Start of DATASET EXCERPTS

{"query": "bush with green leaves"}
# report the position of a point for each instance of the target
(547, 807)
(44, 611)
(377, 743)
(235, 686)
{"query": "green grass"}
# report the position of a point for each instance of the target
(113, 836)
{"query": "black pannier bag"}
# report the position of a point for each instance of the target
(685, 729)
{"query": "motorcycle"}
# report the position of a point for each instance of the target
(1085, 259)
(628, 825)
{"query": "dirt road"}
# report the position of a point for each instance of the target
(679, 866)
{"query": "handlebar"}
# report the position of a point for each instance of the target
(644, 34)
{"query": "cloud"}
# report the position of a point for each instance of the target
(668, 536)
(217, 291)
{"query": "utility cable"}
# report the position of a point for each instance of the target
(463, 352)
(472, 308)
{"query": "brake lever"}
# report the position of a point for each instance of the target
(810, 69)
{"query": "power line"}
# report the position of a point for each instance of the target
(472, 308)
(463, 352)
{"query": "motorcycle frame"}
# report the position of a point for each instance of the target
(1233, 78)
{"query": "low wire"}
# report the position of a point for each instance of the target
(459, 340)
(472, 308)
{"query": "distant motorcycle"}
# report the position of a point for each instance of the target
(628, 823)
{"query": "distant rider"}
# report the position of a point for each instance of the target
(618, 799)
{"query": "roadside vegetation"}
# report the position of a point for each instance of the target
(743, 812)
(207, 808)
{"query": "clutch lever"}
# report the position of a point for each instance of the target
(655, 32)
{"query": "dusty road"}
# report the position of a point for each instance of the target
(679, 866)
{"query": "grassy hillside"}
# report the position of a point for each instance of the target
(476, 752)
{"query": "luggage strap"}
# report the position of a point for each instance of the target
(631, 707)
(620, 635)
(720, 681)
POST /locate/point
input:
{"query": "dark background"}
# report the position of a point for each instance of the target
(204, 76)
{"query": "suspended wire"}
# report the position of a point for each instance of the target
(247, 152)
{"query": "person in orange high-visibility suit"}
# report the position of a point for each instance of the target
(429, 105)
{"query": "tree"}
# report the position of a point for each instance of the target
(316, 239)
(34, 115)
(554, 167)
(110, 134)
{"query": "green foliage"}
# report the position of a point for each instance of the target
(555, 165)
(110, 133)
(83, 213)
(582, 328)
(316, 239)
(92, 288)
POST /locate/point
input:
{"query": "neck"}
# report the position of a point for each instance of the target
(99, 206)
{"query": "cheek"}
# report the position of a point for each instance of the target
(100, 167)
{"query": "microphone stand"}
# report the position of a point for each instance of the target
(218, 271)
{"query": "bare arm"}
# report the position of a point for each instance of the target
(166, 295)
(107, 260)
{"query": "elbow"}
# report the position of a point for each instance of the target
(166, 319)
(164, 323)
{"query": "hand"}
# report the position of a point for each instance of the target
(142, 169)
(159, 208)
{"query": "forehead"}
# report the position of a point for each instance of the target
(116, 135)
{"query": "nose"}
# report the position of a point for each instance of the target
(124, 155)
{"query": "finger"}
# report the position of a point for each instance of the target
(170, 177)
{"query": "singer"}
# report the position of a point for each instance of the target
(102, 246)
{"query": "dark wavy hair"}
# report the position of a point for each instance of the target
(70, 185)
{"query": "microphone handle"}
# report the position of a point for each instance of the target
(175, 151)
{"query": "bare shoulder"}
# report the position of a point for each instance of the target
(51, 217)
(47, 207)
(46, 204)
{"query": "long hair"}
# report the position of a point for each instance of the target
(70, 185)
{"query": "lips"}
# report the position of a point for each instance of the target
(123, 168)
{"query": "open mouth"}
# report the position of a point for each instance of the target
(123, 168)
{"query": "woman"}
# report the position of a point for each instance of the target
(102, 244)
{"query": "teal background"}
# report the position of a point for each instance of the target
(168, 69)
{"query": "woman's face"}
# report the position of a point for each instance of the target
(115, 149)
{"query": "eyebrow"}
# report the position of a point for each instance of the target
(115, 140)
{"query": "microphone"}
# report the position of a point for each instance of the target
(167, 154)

End of DATASET EXCERPTS

WORK TO DO:
Provide all the records again, word for word.

RESPONSE:
{"query": "bush with green leaves"}
# report the position of a point for each instance of the target
(547, 807)
(44, 611)
(377, 743)
(235, 686)
{"query": "green grass"}
# report the position of a point for each instance of the target
(113, 836)
{"query": "black pannier bag"}
# report the position of a point for each instance of the target
(685, 729)
{"query": "motorcycle"}
# report the position of a point for each instance of the target
(1085, 259)
(628, 825)
{"query": "dirt road"}
# report the position of a point for each instance of the target
(679, 866)
{"query": "handlebar"}
# report the position of a point for each instance of the target
(644, 34)
{"query": "cloud"}
# report the position of a point for each instance of the target
(668, 536)
(217, 291)
{"query": "utility cable"}
# report the position of a point for each instance of the target
(463, 352)
(472, 308)
{"query": "brake lever"}
# report the position of a point for each instance of the target
(810, 69)
{"query": "power line"}
# report the position of a point for each instance of the target
(472, 308)
(463, 352)
{"query": "motorcycle frame"}
# report the position of a point for each instance of the target
(1233, 78)
{"query": "low wire"}
# report the position of a point for each instance of the target
(459, 340)
(472, 308)
{"query": "distant motorcycle"}
# report the position of a point for each instance of the target
(628, 823)
{"query": "distant rider"}
# report the position of a point for each instance of the target
(618, 799)
{"query": "roadside vegetation"}
# report the position of a point for each instance of the target
(743, 812)
(207, 808)
{"query": "clutch lever"}
# report the position of a point for each instance of the target
(655, 32)
{"query": "dusty road"}
# report the position of a point for each instance of the target
(679, 866)
{"query": "grassy hillside"}
# report the position of a point for each instance of the target
(476, 752)
{"query": "luggage strap"}
# report the position of a point for each instance of the target
(631, 707)
(620, 635)
(720, 681)
POST /locate/point
input:
{"query": "dark background"}
# report the position of a point for each instance of the target
(204, 76)
{"query": "suspended wire"}
# report the position of a point for each instance of the target
(247, 152)
{"query": "person in orange high-visibility suit"}
# report the position of a point for each instance of the target
(429, 105)
{"query": "tree"}
# report the position of a point for each instance of the target
(316, 239)
(34, 115)
(554, 167)
(110, 134)
{"query": "green foliage"}
# report the position of a point for each instance of the target
(555, 165)
(110, 133)
(83, 213)
(582, 328)
(316, 239)
(92, 288)
POST /locate/point
input:
{"query": "neck"}
# report the position of a point for each instance of the target
(99, 206)
{"query": "cheek"}
# report the position of a point for each instance of the target
(100, 167)
{"query": "microphone stand"}
# report the position of a point for each instance of the target
(218, 271)
{"query": "bare arm"}
# report the position of a point for each instance of the target
(166, 295)
(107, 260)
{"query": "elbow"}
# report the position of a point for each instance of the target
(166, 319)
(164, 323)
{"query": "hand"}
# report the position of a point for each instance of the target
(142, 169)
(159, 208)
{"query": "forehead"}
# report the position of a point for each instance of the target
(116, 135)
{"query": "nose"}
# report the position of a point for each instance of the target
(124, 155)
{"query": "finger"}
# report the position of a point for each instance of the target
(170, 177)
{"query": "singer"}
# report the position of a point for each instance of the target
(102, 246)
{"query": "dark wavy hair"}
# report the position of a point for each instance of the target
(70, 185)
{"query": "microphone handle"}
# report the position of a point for each instance of the target
(175, 151)
{"query": "bare shoulder"}
# report the position of a point for each instance of the target
(51, 217)
(47, 207)
(46, 204)
{"query": "long hair"}
# report the position of a point for each instance of the target
(70, 185)
{"query": "lips"}
# report the position of a point for each instance of the target
(123, 168)
{"query": "open mouth"}
# report the position of a point for each instance of the target
(123, 168)
{"query": "woman"}
# report the position of a point for each instance of the target
(102, 244)
{"query": "teal background"}
# report the position of a point for each instance of the target
(168, 69)
{"query": "woman's face"}
# report the position of a point for each instance of the target
(115, 149)
{"query": "eyebrow"}
# report the position of a point for each instance of the target
(115, 140)
{"query": "microphone"}
# report the position of a point for each instance of the target
(167, 154)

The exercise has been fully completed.